WORK TO DO:
Please convert the entries below into a JSON list of strings, one string per line, skipping blank lines. Begin at the line that contains "hay bale shadow — bbox?", stop after the line that contains "top-left (0, 324), bottom-right (198, 577)", and include no other lines.

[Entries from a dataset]
[start]

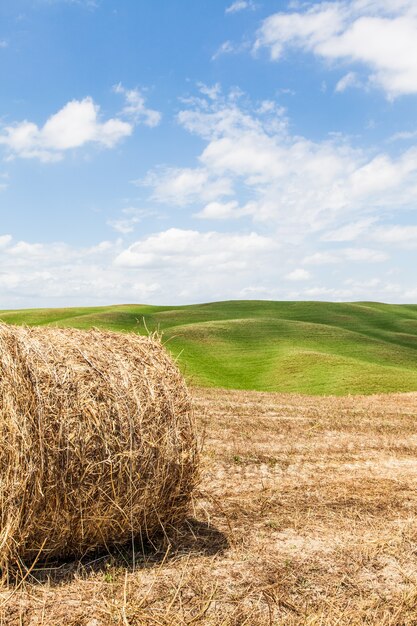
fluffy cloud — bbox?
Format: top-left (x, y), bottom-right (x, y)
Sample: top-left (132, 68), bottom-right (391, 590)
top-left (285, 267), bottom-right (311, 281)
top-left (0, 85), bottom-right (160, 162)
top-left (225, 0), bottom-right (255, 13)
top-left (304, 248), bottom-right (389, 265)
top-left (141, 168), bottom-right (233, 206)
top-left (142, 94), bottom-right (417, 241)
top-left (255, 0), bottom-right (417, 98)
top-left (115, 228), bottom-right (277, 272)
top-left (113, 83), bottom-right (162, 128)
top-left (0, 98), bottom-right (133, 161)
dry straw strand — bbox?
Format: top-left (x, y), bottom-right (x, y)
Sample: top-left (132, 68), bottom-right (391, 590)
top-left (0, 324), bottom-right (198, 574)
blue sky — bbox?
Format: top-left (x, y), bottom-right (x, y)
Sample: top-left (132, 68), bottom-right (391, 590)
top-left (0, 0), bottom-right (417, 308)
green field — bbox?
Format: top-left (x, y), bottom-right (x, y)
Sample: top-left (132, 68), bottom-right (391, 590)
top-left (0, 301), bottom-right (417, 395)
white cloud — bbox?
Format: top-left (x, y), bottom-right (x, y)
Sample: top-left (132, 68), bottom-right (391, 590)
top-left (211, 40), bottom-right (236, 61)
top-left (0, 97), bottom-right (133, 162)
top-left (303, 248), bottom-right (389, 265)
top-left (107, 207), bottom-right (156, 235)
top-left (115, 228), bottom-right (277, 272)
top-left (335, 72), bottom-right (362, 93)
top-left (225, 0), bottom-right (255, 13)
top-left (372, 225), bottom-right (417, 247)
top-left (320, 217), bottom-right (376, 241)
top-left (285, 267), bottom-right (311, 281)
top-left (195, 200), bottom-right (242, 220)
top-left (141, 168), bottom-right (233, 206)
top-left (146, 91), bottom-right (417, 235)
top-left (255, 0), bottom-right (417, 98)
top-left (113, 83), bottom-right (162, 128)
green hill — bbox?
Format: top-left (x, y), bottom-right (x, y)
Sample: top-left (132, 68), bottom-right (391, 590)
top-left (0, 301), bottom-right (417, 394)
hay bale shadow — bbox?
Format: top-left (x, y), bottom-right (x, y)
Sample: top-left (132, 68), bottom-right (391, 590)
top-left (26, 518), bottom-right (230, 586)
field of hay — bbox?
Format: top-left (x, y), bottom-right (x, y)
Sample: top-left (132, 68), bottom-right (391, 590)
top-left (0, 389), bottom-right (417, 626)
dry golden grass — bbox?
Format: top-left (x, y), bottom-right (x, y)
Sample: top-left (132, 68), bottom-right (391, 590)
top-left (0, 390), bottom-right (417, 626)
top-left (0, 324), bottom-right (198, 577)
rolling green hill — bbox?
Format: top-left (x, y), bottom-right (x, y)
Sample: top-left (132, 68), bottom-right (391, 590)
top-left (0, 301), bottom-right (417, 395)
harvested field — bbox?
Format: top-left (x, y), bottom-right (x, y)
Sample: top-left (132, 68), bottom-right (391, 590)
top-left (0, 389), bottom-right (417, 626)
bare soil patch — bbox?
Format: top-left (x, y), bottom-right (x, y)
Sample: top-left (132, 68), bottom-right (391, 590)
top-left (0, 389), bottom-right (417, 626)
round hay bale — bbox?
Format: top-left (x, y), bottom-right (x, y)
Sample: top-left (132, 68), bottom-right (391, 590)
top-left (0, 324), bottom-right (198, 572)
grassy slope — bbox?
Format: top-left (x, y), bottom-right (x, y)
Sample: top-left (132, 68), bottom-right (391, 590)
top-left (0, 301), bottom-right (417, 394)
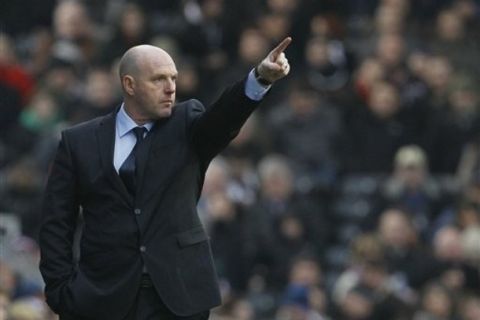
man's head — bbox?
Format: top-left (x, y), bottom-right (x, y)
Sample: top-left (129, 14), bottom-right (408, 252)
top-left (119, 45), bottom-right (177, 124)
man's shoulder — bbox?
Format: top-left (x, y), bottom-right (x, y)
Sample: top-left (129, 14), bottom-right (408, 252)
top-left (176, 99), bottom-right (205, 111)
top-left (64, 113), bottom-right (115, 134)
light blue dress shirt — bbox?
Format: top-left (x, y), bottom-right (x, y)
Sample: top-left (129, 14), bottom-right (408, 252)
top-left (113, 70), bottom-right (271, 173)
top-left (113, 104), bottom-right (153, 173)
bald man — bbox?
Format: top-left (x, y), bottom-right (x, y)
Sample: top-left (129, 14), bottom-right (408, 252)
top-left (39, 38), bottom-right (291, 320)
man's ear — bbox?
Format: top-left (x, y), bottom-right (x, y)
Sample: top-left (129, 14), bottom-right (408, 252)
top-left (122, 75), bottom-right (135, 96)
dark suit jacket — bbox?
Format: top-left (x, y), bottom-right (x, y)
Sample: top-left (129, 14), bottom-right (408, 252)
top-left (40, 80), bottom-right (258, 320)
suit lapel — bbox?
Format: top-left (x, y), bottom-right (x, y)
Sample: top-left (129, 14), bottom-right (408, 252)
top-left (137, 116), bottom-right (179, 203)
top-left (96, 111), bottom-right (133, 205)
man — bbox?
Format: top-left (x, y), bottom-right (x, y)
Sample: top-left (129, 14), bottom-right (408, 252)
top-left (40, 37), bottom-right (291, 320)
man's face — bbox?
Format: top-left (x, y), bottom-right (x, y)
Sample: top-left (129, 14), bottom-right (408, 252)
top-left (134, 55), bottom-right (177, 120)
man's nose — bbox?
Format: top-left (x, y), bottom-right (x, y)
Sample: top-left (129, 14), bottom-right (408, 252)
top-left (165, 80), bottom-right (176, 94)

[end]

WORKED SOLUTION:
[
  "hay bale shadow — bbox?",
  "Format: top-left (x, y), bottom-right (x, y)",
  "Sample: top-left (132, 68), bottom-right (391, 590)",
  "top-left (26, 518), bottom-right (230, 586)",
  "field of hay — bbox?",
  "Format: top-left (x, y), bottom-right (x, y)",
  "Sample: top-left (132, 68), bottom-right (391, 590)",
  "top-left (0, 389), bottom-right (417, 626)",
  "dry golden grass — bbox?",
  "Format: top-left (x, y), bottom-right (x, y)",
  "Sample: top-left (132, 68), bottom-right (391, 590)",
  "top-left (0, 390), bottom-right (417, 626)",
  "top-left (0, 324), bottom-right (198, 577)"
]